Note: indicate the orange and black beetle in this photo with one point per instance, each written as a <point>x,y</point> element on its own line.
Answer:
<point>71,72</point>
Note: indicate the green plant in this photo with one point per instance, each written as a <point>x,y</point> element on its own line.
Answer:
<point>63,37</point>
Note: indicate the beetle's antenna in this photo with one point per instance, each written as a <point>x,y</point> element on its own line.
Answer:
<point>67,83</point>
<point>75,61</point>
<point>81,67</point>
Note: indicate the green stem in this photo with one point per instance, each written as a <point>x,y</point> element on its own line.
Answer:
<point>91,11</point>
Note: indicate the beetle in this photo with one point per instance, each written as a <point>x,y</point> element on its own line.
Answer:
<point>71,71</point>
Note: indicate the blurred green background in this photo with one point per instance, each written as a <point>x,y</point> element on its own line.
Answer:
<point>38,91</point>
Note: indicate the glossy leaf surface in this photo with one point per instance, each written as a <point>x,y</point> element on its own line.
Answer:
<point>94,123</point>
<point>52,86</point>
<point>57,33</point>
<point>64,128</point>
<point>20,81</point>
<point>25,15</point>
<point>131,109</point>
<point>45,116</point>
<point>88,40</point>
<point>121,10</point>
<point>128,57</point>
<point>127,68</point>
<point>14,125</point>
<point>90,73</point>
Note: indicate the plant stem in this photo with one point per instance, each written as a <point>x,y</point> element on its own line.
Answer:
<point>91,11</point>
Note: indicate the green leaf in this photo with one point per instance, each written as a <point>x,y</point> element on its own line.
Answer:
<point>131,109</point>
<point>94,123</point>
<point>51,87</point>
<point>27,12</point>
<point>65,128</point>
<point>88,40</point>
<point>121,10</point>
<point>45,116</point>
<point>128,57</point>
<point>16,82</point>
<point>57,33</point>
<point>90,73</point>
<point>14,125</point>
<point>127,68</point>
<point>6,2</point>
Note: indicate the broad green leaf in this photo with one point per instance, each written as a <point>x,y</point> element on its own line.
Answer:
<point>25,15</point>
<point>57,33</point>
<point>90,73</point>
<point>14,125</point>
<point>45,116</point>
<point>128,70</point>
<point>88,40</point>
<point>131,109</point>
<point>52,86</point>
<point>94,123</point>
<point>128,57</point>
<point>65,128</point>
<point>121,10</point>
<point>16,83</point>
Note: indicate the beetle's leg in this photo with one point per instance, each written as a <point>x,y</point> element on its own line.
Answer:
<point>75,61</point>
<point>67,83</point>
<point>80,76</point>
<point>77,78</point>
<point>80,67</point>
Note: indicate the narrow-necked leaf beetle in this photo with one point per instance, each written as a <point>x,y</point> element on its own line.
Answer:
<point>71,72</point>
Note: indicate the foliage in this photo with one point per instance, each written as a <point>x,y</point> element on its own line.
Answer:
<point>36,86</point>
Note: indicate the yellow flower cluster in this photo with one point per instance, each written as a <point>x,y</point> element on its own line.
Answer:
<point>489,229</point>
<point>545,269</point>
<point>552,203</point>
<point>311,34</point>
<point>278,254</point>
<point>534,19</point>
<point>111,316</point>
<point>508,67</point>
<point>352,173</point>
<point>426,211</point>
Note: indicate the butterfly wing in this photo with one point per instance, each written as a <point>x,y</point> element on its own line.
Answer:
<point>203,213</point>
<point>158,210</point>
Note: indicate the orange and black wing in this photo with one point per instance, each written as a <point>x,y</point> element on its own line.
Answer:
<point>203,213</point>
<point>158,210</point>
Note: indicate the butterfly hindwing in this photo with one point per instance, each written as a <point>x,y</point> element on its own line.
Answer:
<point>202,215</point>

:: What you are asked to do ::
All of the material above must be transcribed exactly, with no line dropped.

:: Answer to this exercise ::
Note: indicate the orange and black beetle in this photo with one point per instance, each written as a <point>x,y</point> element on its own line.
Answer:
<point>71,72</point>
Note: indicate the green plant in this photo with one point per instance, each written as a <point>x,y</point> element on its own line.
Answer:
<point>63,37</point>
Note: indicate the beetle's antenna in this photo with one point per instance, each written as a <point>x,y</point> element on its own line.
Answer:
<point>67,83</point>
<point>75,61</point>
<point>81,67</point>
Note: indicate the green stem in this photo with one point per instance, each written as a <point>x,y</point> element on its own line.
Answer:
<point>91,11</point>
Note: indicate the beetle in this photo with one point per instance, each written as a <point>x,y</point> element on its own line.
Answer:
<point>71,71</point>
Note: indicate the blurred green background in this photo with one point per instance, each written as a <point>x,y</point> element on its own line.
Answer:
<point>38,91</point>
Note: indicate the glossy leaf surface in this photo with one point per instance, each written as a <point>x,y</point> element on its own line.
Answer:
<point>94,123</point>
<point>52,86</point>
<point>57,33</point>
<point>64,128</point>
<point>20,81</point>
<point>25,15</point>
<point>131,109</point>
<point>45,116</point>
<point>88,40</point>
<point>121,10</point>
<point>128,57</point>
<point>127,68</point>
<point>14,125</point>
<point>90,73</point>
Note: indicate the plant stem in this photo with one point per instance, each written as a <point>x,y</point> element on its own line.
Answer:
<point>91,11</point>
Note: indicate the green leaf in this photo with one point per instance, each written as a <point>x,y</point> element on its own line.
Answer:
<point>131,109</point>
<point>94,123</point>
<point>51,87</point>
<point>27,12</point>
<point>65,128</point>
<point>88,40</point>
<point>121,10</point>
<point>45,116</point>
<point>128,57</point>
<point>16,82</point>
<point>57,33</point>
<point>90,73</point>
<point>14,125</point>
<point>127,68</point>
<point>6,2</point>
Note: indicate the broad green leaf in this photo with one point per instance, each written as a <point>x,y</point> element on its own line.
Answer:
<point>25,15</point>
<point>57,33</point>
<point>90,73</point>
<point>14,125</point>
<point>45,116</point>
<point>128,70</point>
<point>88,40</point>
<point>131,109</point>
<point>52,86</point>
<point>94,123</point>
<point>128,57</point>
<point>65,128</point>
<point>121,10</point>
<point>16,83</point>
Note: indicate the beetle's leg in this photo with one point per instance, each written as a <point>x,y</point> element on its own line.
Answer:
<point>75,61</point>
<point>67,83</point>
<point>80,76</point>
<point>77,78</point>
<point>80,67</point>
Note: indicate the narrow-necked leaf beetle in this photo with one point per instance, each written as a <point>x,y</point> element on its own line.
Answer:
<point>71,72</point>
Note: indicate the foliage in this photo with one point per instance, each written as a <point>x,y</point> element on its own line.
Answer:
<point>36,86</point>
Note: indicate the yellow flower cluster in this photo with one point per instance, each written as a <point>x,y</point> element on its own line.
Answer:
<point>489,229</point>
<point>545,269</point>
<point>552,203</point>
<point>311,34</point>
<point>278,254</point>
<point>534,19</point>
<point>111,316</point>
<point>508,67</point>
<point>352,173</point>
<point>426,211</point>
Note: indicate the butterfly wing in this photo with one point per instance, each written as a <point>x,y</point> element on its own line.
Answer:
<point>203,213</point>
<point>158,210</point>
Note: indicate the orange and black wing in this photo with one point per instance, each written as a <point>x,y</point> element on its own line.
Answer:
<point>203,213</point>
<point>158,210</point>
Note: indicate the butterfly hindwing in this photo with one point per instance, each written as a <point>x,y</point> element on its own line.
Answer:
<point>202,215</point>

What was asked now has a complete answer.